### TEXT BLOCK
···

Thanks for the full input IR. However, I cannot reproduce the issue. With e2151d3 and tools/iree-compile --iree-hal-target-backends=vulkan --iree-vulkan-target-triple=rdna2-unknown-windows --compile-to=flow running on the new Linalg IR supposed to have the issue, I see 1) all the dispatch regions containing fused matmul and elementwise do not involve transpose as discovered above; 2) transpose linalg.generic ops are in their own dispatch regions. Please double check that this is still a problem (maybe some transformation done on your own side causing it?).

@powderluv
Copy link
Collaborator

I think this bug is magically fixed. I don't know what changed. We will revert the pin and keep an eye out and report back. Thank you for investigating.

@powderluv
Copy link
Collaborator

yeah there is no magic :( I was testing via the wmma pipeline which worked. This failure only happens on the RDNA2/ SIMT pipeline. Re-opening.

@powderluv powderluv reopened this Mar 11, 2023
@powderluv
Copy link
Collaborator

adding @MaheshRavishankar too for any guidance since we think it may be something at the flow level.

···

### SET TASKS
(a) Reproduce word for word the part of the issue thread that opens with the words containing "Thanks for the" and closes with "you for investigating.".
(b) Answer these questions from the issue thread.
(i) Which commit was used in the attempt to reproduce the issue?
(ii) Through which pipeline was powderluv testing when things worked?
(iii) On what date was the issue reopened?

[Shape annotation entries]
···

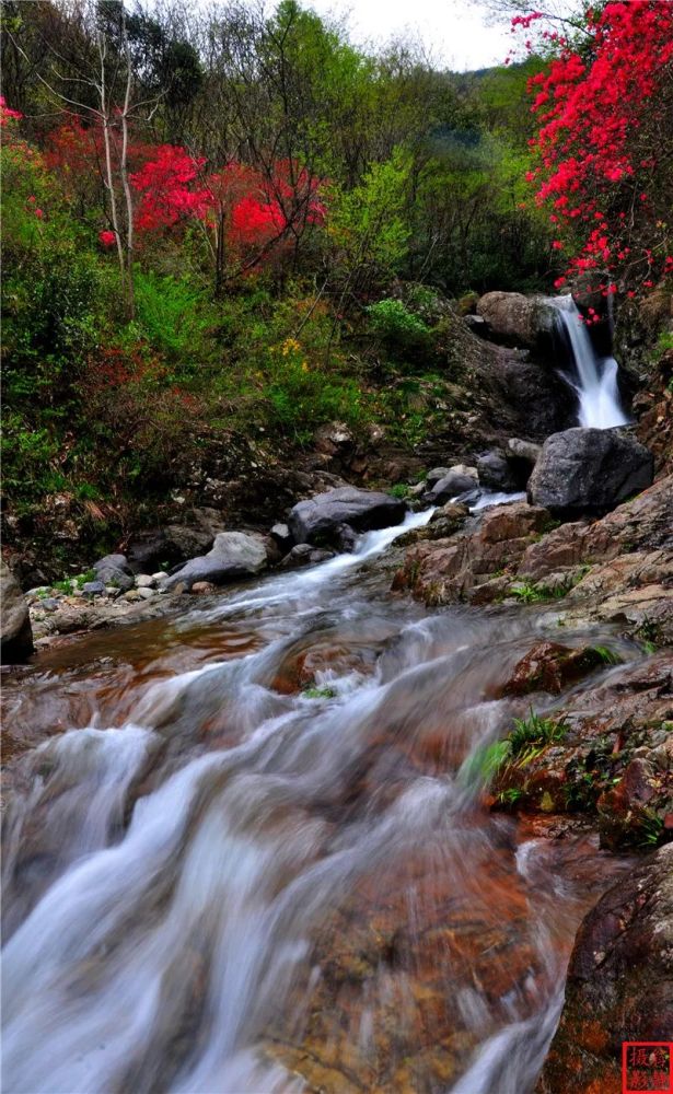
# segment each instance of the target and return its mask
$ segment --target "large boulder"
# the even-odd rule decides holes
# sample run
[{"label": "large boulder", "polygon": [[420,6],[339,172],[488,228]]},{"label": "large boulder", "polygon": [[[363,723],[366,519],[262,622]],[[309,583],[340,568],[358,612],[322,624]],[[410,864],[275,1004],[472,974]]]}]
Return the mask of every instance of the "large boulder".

···

### COMPLETED EXERCISE
(a)
Thanks for the full input IR. However, I cannot reproduce the issue. With e2151d3 and tools/iree-compile --iree-hal-target-backends=vulkan --iree-vulkan-target-triple=rdna2-unknown-windows --compile-to=flow running on the new Linalg IR supposed to have the issue, I see 1) all the dispatch regions containing fused matmul and elementwise do not involve transpose as discovered above; 2) transpose linalg.generic ops are in their own dispatch regions. Please double check that this is still a problem (maybe some transformation done on your own side causing it?).

@powderluv
Copy link
Collaborator

I think this bug is magically fixed. I don't know what changed. We will revert the pin and keep an eye out and report back. Thank you for investigating.

(b)
(i) e2151d3
(ii) The wmma pipeline
(iii) Mar 11, 2023